- _Data entries_

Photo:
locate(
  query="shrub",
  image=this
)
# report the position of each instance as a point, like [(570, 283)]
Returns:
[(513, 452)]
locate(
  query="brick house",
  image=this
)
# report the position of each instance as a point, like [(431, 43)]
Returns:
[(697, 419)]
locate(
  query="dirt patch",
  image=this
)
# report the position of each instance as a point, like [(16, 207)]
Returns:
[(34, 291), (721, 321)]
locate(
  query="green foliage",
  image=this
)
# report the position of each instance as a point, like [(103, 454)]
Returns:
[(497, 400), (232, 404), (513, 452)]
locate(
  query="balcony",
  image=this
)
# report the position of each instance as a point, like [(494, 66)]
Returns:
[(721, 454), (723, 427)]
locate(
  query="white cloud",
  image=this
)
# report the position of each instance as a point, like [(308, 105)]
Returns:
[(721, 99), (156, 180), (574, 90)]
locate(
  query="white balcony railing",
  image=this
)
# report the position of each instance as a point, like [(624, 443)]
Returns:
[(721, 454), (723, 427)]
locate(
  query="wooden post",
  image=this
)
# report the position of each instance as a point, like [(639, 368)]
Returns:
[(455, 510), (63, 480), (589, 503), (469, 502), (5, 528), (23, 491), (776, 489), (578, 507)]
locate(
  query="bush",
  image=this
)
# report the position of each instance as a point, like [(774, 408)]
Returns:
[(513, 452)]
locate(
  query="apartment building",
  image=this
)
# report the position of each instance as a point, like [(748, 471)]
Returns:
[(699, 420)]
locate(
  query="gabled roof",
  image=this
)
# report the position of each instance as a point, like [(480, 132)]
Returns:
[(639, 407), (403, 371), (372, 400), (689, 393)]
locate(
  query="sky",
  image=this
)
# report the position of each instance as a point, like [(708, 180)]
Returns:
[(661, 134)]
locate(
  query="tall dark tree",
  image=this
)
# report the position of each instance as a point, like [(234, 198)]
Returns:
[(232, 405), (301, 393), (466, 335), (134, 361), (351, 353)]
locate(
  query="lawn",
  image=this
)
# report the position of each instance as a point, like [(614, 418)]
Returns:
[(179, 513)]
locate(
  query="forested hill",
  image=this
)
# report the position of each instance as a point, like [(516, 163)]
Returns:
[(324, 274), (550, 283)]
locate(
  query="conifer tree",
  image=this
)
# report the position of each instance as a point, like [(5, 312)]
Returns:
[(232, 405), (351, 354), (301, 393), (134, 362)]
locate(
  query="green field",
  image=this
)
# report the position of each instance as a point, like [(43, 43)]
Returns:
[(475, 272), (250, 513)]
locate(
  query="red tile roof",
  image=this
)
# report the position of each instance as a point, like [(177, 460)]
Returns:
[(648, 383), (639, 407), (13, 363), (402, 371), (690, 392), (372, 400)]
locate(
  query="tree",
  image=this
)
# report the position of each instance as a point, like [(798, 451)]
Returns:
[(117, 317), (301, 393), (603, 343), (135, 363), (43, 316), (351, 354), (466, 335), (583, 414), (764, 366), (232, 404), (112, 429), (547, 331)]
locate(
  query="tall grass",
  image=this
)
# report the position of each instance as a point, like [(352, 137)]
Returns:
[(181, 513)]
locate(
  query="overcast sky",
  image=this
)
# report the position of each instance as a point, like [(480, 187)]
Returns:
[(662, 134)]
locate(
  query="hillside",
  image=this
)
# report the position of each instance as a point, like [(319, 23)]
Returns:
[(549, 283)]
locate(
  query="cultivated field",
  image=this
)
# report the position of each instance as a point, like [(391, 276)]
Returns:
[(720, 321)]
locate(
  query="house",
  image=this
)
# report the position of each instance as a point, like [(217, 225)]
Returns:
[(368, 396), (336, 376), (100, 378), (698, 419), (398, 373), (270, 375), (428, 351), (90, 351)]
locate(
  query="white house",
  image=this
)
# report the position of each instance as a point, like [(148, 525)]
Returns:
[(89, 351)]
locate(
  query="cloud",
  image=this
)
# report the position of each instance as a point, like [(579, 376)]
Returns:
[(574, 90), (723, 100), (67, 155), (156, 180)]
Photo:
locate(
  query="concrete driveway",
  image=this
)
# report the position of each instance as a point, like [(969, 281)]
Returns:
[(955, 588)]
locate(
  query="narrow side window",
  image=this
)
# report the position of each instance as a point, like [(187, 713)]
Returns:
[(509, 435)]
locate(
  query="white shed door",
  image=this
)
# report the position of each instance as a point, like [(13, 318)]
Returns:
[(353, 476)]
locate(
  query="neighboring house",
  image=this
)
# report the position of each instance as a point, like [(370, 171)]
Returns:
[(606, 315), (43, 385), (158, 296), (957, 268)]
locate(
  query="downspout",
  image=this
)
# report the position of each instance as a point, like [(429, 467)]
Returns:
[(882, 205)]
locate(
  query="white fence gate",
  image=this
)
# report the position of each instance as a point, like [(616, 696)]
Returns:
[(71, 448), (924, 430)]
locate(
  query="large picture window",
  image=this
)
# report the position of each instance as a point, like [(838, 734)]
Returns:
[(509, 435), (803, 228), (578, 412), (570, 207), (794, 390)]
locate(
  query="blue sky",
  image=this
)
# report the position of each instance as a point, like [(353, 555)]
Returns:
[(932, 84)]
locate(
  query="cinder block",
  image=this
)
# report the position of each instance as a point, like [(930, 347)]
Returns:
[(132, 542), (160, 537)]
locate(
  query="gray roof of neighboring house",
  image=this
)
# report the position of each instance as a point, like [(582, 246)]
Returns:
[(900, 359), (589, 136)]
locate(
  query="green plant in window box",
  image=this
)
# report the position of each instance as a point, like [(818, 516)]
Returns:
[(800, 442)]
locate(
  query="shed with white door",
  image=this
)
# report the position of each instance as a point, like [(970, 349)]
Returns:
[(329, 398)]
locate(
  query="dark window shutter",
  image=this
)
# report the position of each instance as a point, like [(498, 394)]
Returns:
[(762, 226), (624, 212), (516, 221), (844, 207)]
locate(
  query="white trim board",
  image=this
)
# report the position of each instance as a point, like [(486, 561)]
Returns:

- _Short task_
Reproduce verbatim the lines from the start of the records through the line containing "[(697, 419)]", including both ends.

- _Response to this exercise_
Photo:
locate(
  query="shrub",
  image=this
)
# report the position of each instance as a point, like [(570, 283)]
Returns:
[(513, 452)]
locate(
  query="brick house",
  image=this
)
# report the position of each instance as a point, like [(431, 43)]
Returns:
[(697, 419)]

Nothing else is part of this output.